= Goal of the exercise =
Across the following data, how many lines include the string "player"? Reply with the number and nothing more.

= Material supplied =

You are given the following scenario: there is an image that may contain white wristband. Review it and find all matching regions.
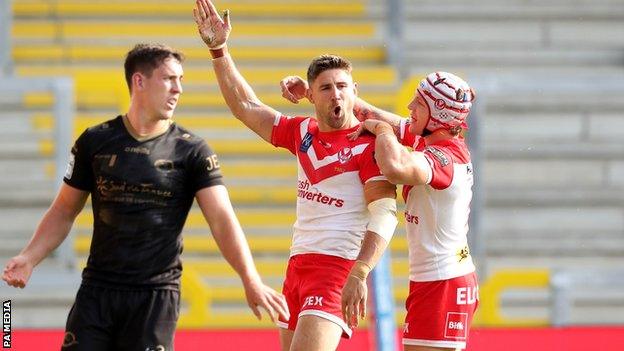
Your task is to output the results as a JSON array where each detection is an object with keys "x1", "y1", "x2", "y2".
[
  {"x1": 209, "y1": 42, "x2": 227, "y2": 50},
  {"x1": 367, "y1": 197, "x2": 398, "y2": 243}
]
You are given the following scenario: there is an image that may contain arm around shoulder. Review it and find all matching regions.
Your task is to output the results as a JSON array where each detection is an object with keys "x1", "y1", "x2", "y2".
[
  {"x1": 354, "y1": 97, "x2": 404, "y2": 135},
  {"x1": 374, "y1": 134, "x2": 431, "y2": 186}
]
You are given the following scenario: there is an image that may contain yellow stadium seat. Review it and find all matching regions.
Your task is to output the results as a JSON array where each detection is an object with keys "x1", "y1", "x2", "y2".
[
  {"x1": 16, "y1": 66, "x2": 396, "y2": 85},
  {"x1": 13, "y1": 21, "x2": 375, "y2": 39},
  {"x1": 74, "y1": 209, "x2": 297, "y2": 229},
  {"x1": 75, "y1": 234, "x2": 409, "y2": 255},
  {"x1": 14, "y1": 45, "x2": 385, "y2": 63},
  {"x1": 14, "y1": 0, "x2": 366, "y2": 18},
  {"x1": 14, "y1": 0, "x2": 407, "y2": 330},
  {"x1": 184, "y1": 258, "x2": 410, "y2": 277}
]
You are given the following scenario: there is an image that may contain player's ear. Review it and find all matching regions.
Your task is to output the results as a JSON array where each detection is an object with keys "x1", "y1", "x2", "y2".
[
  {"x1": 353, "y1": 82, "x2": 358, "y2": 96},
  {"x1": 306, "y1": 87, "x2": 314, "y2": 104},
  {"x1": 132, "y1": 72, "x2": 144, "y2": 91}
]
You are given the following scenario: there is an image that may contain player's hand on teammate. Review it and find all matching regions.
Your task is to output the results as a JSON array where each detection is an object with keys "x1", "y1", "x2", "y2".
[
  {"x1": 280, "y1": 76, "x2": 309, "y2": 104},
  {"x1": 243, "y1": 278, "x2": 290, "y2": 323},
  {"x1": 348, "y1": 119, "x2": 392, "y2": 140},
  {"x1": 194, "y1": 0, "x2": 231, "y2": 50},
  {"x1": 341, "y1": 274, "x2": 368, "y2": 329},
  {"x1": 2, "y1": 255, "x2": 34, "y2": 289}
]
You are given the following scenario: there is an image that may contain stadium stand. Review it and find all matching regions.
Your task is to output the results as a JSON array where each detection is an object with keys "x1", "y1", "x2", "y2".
---
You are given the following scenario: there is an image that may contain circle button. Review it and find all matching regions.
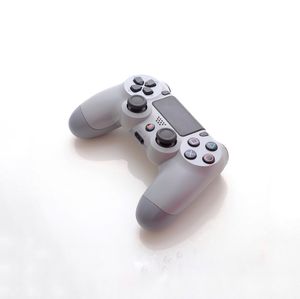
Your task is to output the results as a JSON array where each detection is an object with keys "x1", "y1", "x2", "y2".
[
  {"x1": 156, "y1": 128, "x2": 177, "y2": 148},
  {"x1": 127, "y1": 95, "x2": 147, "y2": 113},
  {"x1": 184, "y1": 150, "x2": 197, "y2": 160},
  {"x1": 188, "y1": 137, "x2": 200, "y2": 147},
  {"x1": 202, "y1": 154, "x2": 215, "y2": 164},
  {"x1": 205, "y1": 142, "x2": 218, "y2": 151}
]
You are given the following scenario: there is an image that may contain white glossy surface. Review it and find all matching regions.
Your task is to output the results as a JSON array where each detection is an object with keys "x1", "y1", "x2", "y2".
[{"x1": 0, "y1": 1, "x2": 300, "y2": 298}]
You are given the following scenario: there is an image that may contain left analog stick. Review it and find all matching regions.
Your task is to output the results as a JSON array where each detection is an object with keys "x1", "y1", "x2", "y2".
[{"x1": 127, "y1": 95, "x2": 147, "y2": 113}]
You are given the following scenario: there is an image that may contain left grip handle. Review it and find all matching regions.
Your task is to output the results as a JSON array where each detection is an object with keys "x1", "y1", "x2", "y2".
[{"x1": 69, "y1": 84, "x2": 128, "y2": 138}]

= Result of this task =
2